┌─ Extracted text

Every edge in the network represents two overlapping annotations from different annotation collections and with different tags or property values.
- Parameters
annotation_collections (Union[str, List[str]], optional) – List with the names of the included annotation collections. If set to ‘all’ all annotation collections are included. Defaults to ‘all’.
included_tags (list, optional) – List of included tags. Defaults to None.
excluded_tags (list, optional) – List of excluded tags. Defaults to None.
level (str, optional) – ‘tag’ or any property name with ‘prop:’ as prefix. Defaults to ‘tag’.
plot_stats (bool, optional) – Whether to return network stats. Defaults to False.
save_as_gexf (bool, optional) – If given any string the network gets saved as Gephi file with the string as filename.
- compare_annotation_collections(annotation_collections, color_col='tag')#
Plots annotations of multiple annotation collections of the same texts as line plot.
- Parameters
annotation_collections (list) – A list of annotation collection names.
color_col (str, optional) – Either ‘tag’ or one property name with prefix ‘prop:’. Defaults to ‘tag’.
- Raises
ValueError – If one of the annotation collection’s names does not exist.
- Returns
Plotly Line Plot.
- Return type
go.Figure
- get_iaa(ac1_name, ac2_name, tag_filter=None, filter_both_ac=False, level='tag', include_empty_annotations=True, distance='binary', return_as_dict=False)#
Computes Inter Annotator Agreement for 2 Annotation Collections. See the demo notebook for details.
- Parameters
ac1_name (str) – AnnotationCollection name to be compared.
ac2_name (str) – AnnotationCollection name to be compared with.
tag_filter (list, optional) – Which Tags should be included. If None all are included. Default to None.

└─
┌─ Records provided

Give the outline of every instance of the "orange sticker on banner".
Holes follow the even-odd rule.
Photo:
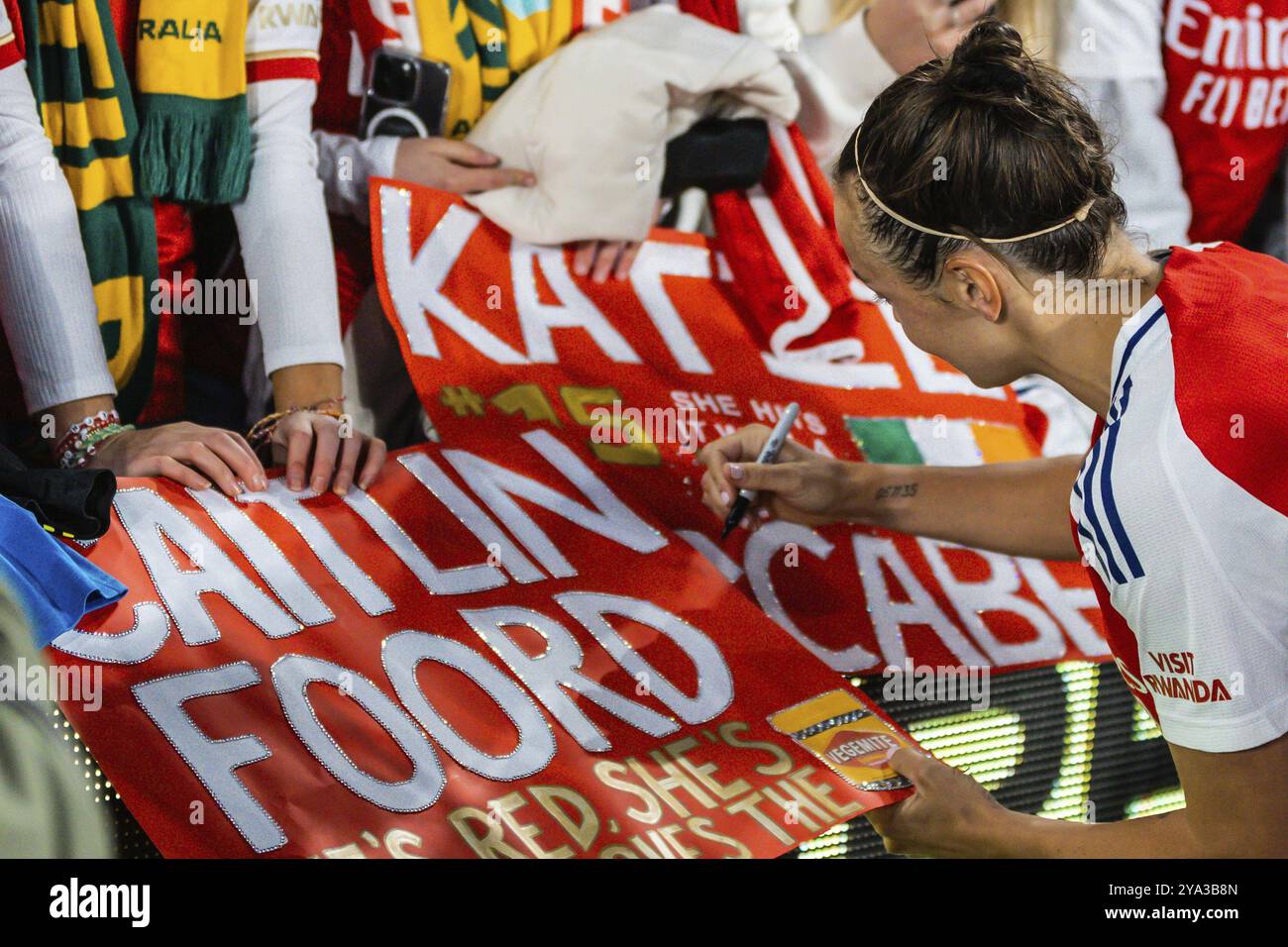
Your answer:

└─
┌─ Records provided

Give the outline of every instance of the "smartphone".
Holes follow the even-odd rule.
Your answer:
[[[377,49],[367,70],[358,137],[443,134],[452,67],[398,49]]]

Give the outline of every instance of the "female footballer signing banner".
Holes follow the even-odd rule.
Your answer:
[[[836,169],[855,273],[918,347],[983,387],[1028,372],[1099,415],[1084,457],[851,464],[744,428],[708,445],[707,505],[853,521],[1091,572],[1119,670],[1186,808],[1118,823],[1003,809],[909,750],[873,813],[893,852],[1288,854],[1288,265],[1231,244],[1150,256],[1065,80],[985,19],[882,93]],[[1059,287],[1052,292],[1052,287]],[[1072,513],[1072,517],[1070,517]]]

└─

• Work to be completed: Carry on the API reference on annotation collections, starting after its last line. The listing comes from a different source.

• Answer:
filter_both_ac (bool, optional) – Whether the tag filter shall be aplied to both annotation collections. Defaults to False.
level (str, optional) – Whether the Annotation Tag or a specified Property should be compared. Defaults to ‘tag’.
include_empty_annotations (bool, optionale) – If
False
only annotations with a overlapping annotation in the second collection get included. Defaults to True.distance (str, optional) – The IAA distance function. Either ‘binary’ or ‘interval’. See the NLTK API for further informations. Defaults to ‘binary’.
- gamma_agreement(annotation_collections, alpha=3, beta=1, delta_empty=0.01, n_samples=30, precision_level=0.01)#
- pygamma_table(annotation_collections='all')#
Concatenates annotation collections to pygamma table.
- Parameters
annotation_collections (Union[str, list], optional) – List of annotation collections. Defaults to ‘all’.
- Returns
Concatenated annotation collections as pd.DataFrame in pygamma format.
- Return type
pd.DataFrame
Examples#
Load a local CATMA project#
If you load a CATMA project you already have cloned only the project’s name and its location are required to load the project:
project = gitma.CatmaProject(
project_name='DemoProject',
projects_directory='../user_projects/'
)
Adding the paramter included_acs
, excluded_acs
and ac_filter_keyword
, you can select which annotation collections
get loaded.
Assuming you have a project with three annotation collections named ‘ac1’, ‘ac2’ and ‘AC3’ you can select the two first annotation
collections by any of these methods:
# option 1
project = gitma.CatmaProject(
project_name='DemoProject',
projects_directory='../user_projects/',
included_acs=['ac1', 'ac2']
)
# option 2
project = gitma.CatmaProject(
project_name='DemoProject',
projects_directory='../user_projects/',
excluded_acs=['AC3']
)
# option 3
project = gitma.CatmaProject(
project_name='DemoProject',
projects_directory='../user_projects/',
ac_filter_keyword='ac'
)
Load a remote CATMA project#
If you load your project from the CATMA gitlab three further paramters are required:
project = gitma.CatmaProject(
project_name='DemoProject',
load_from_gitlab=True,
gitlab_access_token='<your_access_token>',
backup_directory='../user_projects/'
)
By loading a remote CATMA project it will be cloned in the backup_directory
.
After you loaded a CATMA project in this directory once you have to load this project as a local project, as demonstrated above.
Plot a cooccurrence network for the annotations in your project#
You can plot coocurrent annotations:
project.cooccurrence_network()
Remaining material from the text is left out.